■ EXTRACTED ENTRIES ■

◆ ◆ ◆ ◆

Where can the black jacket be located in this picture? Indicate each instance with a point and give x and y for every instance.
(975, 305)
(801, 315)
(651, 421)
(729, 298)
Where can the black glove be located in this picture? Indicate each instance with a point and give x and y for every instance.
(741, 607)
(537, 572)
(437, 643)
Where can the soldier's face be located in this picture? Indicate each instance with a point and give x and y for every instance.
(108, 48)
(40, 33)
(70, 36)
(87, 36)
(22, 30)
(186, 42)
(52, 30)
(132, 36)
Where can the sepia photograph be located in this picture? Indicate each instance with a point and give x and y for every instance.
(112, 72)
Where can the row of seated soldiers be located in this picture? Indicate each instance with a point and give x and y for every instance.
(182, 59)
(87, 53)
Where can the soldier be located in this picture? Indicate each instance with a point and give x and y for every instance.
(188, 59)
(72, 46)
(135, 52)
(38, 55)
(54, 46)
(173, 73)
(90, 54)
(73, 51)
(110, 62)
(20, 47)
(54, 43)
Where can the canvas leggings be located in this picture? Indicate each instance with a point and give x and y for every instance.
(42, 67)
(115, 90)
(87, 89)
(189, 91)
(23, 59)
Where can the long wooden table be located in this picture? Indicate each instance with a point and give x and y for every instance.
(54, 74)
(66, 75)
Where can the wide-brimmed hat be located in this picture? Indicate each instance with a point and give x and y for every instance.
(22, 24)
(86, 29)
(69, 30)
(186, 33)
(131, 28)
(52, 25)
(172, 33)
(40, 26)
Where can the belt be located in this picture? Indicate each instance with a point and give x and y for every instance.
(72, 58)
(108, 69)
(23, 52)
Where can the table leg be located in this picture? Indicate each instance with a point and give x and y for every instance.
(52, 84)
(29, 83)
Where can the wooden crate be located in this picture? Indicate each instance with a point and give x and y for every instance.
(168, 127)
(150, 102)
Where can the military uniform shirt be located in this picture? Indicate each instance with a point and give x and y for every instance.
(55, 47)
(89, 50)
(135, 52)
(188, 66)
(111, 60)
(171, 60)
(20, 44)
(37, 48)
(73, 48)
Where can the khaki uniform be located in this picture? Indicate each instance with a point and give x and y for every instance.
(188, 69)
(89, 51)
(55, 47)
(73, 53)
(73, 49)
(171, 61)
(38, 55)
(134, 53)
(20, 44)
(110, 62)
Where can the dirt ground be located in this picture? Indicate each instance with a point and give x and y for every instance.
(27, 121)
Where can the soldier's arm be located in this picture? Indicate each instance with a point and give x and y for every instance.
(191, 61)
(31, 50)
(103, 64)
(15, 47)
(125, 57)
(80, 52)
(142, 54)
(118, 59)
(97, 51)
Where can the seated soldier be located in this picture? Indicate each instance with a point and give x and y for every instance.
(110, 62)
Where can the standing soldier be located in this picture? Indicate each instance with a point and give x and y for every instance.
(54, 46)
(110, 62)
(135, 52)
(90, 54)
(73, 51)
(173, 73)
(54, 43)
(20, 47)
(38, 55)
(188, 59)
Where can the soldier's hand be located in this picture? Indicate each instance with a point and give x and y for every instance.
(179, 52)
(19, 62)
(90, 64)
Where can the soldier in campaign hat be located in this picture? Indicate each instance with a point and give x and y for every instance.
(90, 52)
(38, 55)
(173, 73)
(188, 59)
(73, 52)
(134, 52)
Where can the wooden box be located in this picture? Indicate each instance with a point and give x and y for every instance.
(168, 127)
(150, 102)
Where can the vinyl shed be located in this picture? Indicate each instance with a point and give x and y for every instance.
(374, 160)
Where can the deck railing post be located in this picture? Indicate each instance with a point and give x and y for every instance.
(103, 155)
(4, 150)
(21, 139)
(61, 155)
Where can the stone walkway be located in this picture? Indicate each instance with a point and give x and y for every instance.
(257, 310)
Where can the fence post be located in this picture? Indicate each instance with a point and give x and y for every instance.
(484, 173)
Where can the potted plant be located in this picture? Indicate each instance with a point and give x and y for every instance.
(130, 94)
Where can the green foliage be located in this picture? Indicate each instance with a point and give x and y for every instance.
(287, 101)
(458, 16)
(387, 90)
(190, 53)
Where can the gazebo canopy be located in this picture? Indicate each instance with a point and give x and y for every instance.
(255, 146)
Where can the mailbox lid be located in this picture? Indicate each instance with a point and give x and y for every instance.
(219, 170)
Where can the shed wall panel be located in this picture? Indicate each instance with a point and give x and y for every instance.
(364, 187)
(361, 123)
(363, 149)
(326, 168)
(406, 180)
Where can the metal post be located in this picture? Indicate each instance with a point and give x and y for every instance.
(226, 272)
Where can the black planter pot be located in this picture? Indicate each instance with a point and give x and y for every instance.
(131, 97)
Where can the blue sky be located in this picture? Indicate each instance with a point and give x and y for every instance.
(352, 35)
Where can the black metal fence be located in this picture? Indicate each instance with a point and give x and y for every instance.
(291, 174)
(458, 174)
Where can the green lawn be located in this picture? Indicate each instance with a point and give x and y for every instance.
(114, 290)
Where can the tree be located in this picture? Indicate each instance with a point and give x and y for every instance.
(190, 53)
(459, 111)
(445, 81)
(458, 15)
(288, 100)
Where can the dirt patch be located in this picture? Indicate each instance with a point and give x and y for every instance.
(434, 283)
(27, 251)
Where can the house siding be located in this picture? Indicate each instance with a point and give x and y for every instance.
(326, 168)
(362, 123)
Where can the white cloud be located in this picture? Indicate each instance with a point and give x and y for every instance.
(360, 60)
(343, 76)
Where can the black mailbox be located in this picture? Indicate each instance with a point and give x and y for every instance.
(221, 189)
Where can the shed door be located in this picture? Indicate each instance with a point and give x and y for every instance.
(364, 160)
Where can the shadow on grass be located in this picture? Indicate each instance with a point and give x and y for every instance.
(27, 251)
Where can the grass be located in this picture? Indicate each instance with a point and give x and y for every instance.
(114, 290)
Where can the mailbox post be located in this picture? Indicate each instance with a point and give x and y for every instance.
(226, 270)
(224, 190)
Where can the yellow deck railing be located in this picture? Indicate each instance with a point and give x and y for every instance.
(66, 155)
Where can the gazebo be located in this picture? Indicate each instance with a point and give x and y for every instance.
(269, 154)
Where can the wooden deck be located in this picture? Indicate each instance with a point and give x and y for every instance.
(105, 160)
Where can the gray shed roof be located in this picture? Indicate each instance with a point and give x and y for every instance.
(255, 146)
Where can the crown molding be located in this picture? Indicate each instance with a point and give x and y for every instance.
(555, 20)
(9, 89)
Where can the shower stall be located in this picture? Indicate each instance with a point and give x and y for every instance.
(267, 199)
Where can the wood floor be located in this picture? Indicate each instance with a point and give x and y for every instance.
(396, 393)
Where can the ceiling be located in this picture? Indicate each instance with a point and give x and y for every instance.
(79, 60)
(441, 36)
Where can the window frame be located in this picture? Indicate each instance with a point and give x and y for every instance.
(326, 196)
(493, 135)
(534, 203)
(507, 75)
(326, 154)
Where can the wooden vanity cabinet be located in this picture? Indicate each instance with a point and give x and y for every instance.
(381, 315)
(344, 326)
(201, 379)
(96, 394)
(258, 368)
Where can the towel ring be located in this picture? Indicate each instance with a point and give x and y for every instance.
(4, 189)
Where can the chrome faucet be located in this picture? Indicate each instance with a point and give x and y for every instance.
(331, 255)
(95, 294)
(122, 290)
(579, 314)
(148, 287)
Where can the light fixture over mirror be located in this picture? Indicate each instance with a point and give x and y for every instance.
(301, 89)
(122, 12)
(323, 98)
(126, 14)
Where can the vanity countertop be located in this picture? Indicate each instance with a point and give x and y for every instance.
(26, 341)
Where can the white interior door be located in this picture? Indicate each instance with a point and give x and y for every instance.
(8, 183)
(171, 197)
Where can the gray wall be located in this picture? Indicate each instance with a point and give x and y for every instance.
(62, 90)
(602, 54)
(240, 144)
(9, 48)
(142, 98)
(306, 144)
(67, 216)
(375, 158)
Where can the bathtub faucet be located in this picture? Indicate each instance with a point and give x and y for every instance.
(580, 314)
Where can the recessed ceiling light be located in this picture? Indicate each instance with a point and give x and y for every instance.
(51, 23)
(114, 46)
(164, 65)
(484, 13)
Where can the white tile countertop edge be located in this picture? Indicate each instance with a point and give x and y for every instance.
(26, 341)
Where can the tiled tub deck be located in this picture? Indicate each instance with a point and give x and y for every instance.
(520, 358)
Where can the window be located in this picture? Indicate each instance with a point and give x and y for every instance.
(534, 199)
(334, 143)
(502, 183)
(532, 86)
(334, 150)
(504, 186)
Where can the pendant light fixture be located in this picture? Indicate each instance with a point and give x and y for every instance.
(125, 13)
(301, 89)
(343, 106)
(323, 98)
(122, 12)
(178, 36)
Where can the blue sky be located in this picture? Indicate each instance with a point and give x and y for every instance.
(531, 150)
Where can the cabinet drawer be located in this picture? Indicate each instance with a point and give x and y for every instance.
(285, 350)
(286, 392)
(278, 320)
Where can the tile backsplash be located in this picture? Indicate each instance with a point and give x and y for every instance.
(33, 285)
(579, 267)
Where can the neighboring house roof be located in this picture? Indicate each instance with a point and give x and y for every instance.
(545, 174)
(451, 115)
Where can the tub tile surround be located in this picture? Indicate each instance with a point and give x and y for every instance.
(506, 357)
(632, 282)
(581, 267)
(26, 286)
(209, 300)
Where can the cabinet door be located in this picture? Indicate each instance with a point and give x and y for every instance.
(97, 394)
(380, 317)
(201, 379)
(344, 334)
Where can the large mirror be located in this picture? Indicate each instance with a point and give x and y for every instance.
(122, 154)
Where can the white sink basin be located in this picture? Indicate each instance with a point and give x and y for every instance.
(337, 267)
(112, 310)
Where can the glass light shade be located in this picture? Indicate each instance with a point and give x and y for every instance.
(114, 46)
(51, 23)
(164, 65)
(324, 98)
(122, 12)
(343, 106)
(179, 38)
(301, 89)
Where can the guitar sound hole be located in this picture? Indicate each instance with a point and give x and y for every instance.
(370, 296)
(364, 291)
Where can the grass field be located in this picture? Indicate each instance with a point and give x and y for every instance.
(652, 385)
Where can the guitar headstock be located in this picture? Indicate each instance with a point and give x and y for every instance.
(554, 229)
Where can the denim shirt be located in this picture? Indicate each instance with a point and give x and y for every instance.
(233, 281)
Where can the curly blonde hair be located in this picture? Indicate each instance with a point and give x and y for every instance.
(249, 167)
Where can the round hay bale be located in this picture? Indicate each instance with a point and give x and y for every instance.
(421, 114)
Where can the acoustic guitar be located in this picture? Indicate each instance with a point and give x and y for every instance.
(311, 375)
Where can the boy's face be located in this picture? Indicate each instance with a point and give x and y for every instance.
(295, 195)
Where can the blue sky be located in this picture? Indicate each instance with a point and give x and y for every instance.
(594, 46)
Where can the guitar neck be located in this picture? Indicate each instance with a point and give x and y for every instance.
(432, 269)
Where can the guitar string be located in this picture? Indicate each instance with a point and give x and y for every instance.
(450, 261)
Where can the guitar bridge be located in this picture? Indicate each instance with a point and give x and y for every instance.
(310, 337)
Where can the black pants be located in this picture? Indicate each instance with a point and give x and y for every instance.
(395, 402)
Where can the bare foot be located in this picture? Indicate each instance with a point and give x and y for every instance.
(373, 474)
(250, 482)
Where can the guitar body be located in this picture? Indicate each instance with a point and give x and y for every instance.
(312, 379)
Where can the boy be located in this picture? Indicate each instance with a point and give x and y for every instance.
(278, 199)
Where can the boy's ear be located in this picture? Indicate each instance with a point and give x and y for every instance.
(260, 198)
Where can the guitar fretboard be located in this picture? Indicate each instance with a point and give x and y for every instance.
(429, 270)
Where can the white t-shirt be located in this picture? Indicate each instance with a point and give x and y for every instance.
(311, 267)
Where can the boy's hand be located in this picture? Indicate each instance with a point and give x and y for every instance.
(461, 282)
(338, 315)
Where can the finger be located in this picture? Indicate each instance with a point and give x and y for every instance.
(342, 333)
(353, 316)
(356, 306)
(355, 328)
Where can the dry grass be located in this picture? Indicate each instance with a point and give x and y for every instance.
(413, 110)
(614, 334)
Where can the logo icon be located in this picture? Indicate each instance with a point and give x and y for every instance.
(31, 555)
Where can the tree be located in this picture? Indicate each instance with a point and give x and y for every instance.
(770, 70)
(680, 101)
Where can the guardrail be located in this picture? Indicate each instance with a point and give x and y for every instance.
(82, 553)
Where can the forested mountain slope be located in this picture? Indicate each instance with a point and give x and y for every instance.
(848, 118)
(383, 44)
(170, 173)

◆ ◆ ◆ ◆

■ TASK STATEMENT ■
Return the lines from the line containing "Where can the logo" to the end of the entries above, exactly as they appear and with no other output.

■ TASK OUTPUT ■
Where can the logo icon be located in this picture? Indicate each instance with a point and give x and y for every instance.
(31, 555)
Where can the tree be located in this picture? Indicate each instance with a point and give x and y for every instance.
(770, 70)
(680, 101)
Where can the guardrail be located in this picture? Indicate each instance with a point and give x and y for every instance.
(82, 553)
Where can the forested mountain slope be located in this picture? Indicate each instance with a point and give x and y for every instance.
(848, 118)
(383, 44)
(170, 173)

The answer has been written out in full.